# CONSIGNE ÉCRITE
Recopiez sans rien changer le passage de l'extrait sur les fonds thématiques en actions, en commençant par «Dans cette statistique, le» et en terminant par «une telle popularité?».

# EXTRAIT DU DOCUMENT
********************
Les fonds thématiques en actions à gestion active sont en vogue. Au cours des trois dernières années, les afflux nets d’instruments disponibles en Suisse ont totalisé 69,3 milliards de francs. Avec les mouvements du marché, nous en sommes actuellement à 226 milliards de francs d’actifs sous gestion. Par rapport à 2020, cela représente une hausse annuelle de 9,3%. Sur la même période, le reste du marché des fonds actifs a progressé de 3,1% par an «seulement».

Dans cette statistique, le thème de la durabilité donne le la. Car les fonds thématiques en actions à gestion active qui visent un impact durable (art. 9 SFDR) ont enregistré la croissance la plus forte. Selon les données de Morningstar, leur volume a augmenté d’environ 18,6% par an.

Pourquoi une telle popularité?

La popularité des fonds thématiques s’explique de plusieurs façons. Premièrement, la répartition traditionnelle des placements par secteur ou par région perd de plus en plus en pertinence, car de nombreuses entreprises à grande capitalisation comme Google ou Alibaba opèrent aujourd’hui dans différents secteurs et sur différents marchés géographiques. Pour comprendre globalement les vecteurs de croissance des entreprises, les investisseurs prennent de plus en plus en compte les approches thématiques.
********************
# DONNÉES ENREGISTRÉES
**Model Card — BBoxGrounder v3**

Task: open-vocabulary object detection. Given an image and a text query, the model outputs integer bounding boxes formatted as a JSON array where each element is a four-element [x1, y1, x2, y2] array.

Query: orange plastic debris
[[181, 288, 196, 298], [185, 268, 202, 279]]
********************
# RÉPONSE COMPLÈTE
Dans cette statistique, le thème de la durabilité donne le la. Car les fonds thématiques en actions à gestion active qui visent un impact durable (art. 9 SFDR) ont enregistré la croissance la plus forte. Selon les données de Morningstar, leur volume a augmenté d’environ 18,6% par an.

Pourquoi une telle popularité?